Instructions for the task — Please output the entries below from the line that contains "In the photograph above, where can the dark ceramic" through the final line, reproduced exactly and alone.

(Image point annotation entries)
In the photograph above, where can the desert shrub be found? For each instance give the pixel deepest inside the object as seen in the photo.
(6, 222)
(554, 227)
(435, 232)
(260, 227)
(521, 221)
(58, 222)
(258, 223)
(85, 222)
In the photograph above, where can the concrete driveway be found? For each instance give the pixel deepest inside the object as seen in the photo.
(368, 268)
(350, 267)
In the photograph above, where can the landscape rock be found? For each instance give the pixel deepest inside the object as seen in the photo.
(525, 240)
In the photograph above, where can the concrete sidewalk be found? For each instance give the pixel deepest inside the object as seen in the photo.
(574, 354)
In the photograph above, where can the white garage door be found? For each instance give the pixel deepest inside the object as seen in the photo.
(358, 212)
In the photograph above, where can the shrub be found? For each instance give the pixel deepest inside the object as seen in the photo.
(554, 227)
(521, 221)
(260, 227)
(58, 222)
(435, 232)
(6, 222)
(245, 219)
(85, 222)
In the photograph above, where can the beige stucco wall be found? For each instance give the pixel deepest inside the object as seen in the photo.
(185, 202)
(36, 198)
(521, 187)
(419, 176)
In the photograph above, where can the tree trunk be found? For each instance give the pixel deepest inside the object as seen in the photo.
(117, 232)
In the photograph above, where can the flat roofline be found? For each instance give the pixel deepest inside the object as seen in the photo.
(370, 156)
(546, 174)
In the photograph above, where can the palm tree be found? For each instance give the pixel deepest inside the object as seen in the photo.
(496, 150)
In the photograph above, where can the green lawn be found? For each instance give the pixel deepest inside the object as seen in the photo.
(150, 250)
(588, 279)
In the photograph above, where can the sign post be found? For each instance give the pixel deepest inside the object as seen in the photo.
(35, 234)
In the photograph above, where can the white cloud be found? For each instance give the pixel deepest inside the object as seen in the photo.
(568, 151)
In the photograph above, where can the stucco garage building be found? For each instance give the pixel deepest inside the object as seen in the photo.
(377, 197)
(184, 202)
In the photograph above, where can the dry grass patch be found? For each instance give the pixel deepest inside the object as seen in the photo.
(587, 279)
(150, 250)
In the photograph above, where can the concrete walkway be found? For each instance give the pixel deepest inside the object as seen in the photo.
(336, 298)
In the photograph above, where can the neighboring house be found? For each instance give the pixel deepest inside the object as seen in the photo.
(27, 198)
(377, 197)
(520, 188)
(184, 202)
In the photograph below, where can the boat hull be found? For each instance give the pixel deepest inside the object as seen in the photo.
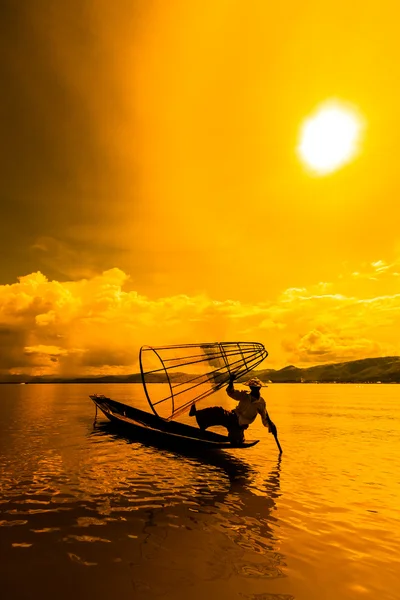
(143, 425)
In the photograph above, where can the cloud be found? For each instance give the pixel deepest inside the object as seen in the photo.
(94, 326)
(318, 346)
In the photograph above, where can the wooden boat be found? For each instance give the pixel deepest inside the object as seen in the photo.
(144, 425)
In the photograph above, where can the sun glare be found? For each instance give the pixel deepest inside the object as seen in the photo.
(329, 138)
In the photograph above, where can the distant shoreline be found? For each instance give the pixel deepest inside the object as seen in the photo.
(384, 369)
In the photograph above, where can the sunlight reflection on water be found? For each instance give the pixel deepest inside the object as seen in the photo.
(322, 521)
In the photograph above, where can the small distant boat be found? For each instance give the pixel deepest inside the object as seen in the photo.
(143, 425)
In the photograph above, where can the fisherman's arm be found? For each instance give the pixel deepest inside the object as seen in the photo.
(230, 390)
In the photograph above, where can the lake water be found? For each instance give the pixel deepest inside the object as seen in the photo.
(84, 513)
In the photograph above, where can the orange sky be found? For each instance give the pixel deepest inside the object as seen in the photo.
(151, 183)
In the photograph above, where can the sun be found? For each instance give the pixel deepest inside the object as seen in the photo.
(330, 138)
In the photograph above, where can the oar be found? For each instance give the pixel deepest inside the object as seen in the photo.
(274, 432)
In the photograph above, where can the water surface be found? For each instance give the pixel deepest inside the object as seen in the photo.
(86, 512)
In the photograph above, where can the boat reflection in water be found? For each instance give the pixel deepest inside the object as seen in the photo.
(211, 521)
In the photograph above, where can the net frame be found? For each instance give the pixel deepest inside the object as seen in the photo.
(236, 358)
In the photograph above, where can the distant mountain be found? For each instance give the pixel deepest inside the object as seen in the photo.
(369, 370)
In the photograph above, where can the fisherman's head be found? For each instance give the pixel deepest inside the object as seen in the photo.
(255, 384)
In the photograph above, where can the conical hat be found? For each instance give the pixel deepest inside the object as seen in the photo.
(255, 382)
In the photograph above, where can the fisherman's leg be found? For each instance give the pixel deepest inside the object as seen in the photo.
(236, 431)
(208, 417)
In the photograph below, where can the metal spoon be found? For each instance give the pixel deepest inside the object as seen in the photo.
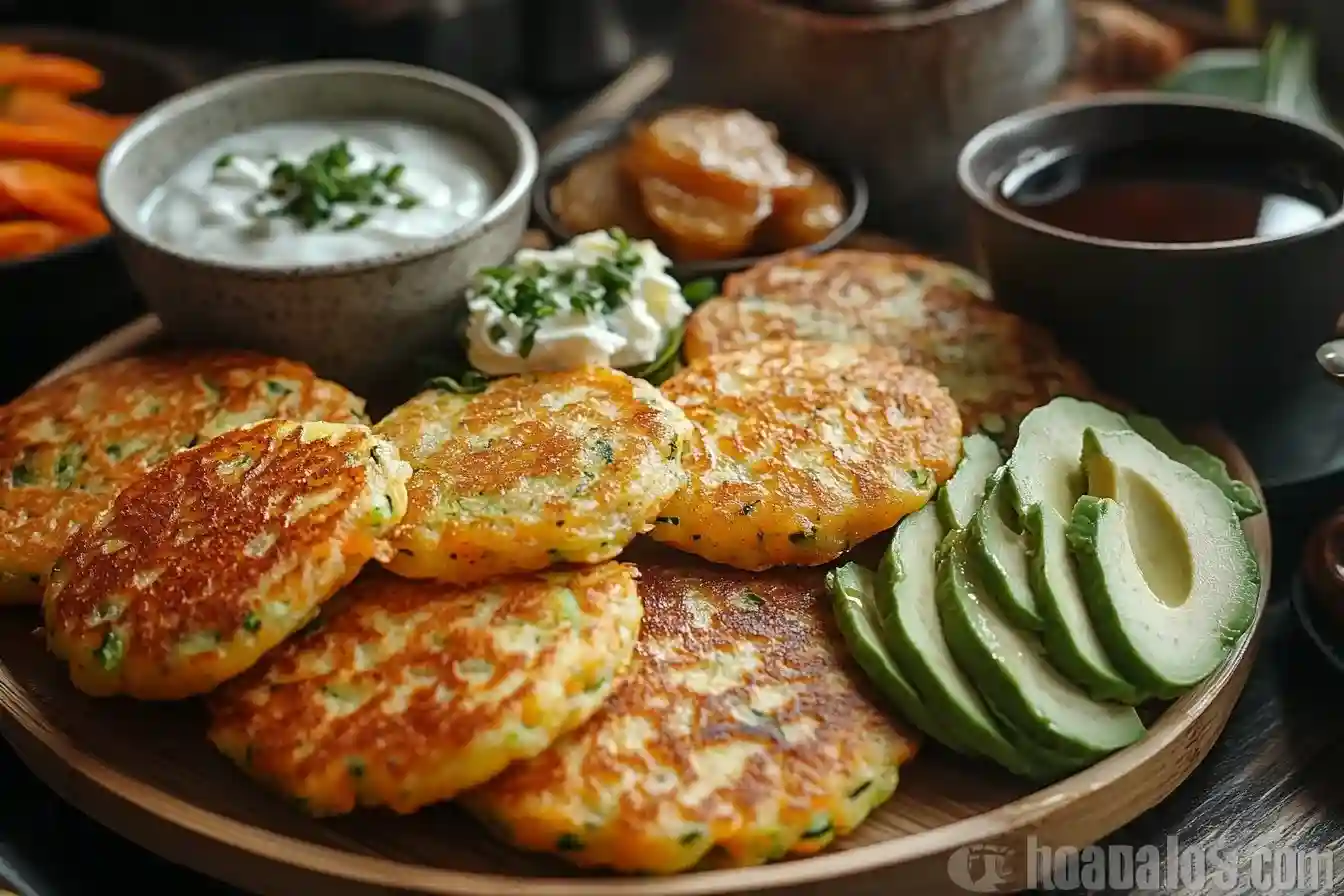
(864, 7)
(1331, 357)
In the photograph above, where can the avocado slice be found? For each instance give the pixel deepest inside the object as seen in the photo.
(1196, 458)
(1169, 578)
(1043, 468)
(856, 614)
(1001, 556)
(1070, 638)
(965, 490)
(914, 640)
(1016, 680)
(1044, 473)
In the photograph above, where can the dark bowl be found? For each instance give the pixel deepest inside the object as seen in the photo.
(59, 301)
(1182, 329)
(566, 153)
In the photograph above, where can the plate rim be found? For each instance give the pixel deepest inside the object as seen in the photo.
(28, 732)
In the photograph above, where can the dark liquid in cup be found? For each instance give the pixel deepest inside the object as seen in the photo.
(1171, 194)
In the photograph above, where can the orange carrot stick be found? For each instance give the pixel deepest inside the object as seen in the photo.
(49, 73)
(79, 186)
(45, 143)
(28, 106)
(43, 194)
(19, 238)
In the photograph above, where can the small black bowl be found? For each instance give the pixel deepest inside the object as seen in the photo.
(59, 301)
(574, 148)
(1182, 329)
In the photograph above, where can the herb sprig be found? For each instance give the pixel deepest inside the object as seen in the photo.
(316, 190)
(532, 292)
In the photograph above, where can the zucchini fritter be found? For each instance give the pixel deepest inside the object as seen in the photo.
(535, 470)
(69, 446)
(804, 450)
(218, 554)
(742, 735)
(407, 692)
(995, 364)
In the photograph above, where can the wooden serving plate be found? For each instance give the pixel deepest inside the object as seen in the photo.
(148, 773)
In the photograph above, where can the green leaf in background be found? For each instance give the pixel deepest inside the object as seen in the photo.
(1280, 77)
(1290, 77)
(1227, 74)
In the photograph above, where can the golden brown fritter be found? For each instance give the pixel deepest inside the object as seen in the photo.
(66, 448)
(804, 450)
(407, 692)
(741, 735)
(218, 554)
(995, 364)
(535, 470)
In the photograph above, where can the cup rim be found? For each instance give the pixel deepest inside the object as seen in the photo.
(515, 191)
(985, 198)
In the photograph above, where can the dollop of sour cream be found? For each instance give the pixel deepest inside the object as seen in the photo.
(601, 298)
(320, 192)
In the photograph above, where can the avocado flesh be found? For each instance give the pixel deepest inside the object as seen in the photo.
(958, 499)
(1043, 468)
(1018, 681)
(1242, 496)
(1169, 578)
(1070, 638)
(1001, 558)
(852, 595)
(915, 641)
(1044, 473)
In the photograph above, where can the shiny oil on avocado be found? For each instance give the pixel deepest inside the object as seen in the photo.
(1165, 567)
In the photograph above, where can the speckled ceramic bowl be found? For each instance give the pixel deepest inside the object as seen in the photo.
(360, 323)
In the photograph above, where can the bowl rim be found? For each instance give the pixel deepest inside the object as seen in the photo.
(163, 114)
(604, 133)
(178, 71)
(984, 196)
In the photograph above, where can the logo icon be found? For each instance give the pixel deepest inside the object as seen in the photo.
(983, 868)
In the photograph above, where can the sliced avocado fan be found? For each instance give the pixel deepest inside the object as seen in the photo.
(1043, 480)
(965, 490)
(913, 634)
(852, 595)
(1196, 458)
(1164, 564)
(1001, 556)
(1016, 680)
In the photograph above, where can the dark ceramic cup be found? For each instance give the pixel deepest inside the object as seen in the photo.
(1180, 329)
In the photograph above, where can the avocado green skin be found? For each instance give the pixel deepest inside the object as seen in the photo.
(965, 490)
(1242, 496)
(848, 597)
(1051, 765)
(993, 680)
(1100, 683)
(965, 734)
(1090, 516)
(1042, 515)
(1008, 582)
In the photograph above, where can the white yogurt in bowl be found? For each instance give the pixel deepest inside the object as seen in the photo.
(316, 192)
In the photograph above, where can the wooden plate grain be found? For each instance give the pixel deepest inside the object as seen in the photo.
(148, 773)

Result of this exercise —
In the photograph above, where can the dark ceramic cup be found? For each instance give the pixel deepest inside the object as seen in the photo.
(1180, 329)
In the photograph above, where can the avocado green skin be found? For each instance give the pixel deepest inside the object as seen in the photo.
(965, 490)
(1242, 496)
(848, 597)
(1051, 765)
(993, 680)
(1100, 683)
(965, 734)
(1090, 516)
(1042, 515)
(1008, 582)
In the photograph above, where can the white yogurt in bowl be found? For each instance give the pixel deepest inside the object as seen in the photo.
(316, 192)
In the photograph above, where can the wooden plate grain be found? For each instance give the pixel deepest inside the object as seen in the photo.
(148, 773)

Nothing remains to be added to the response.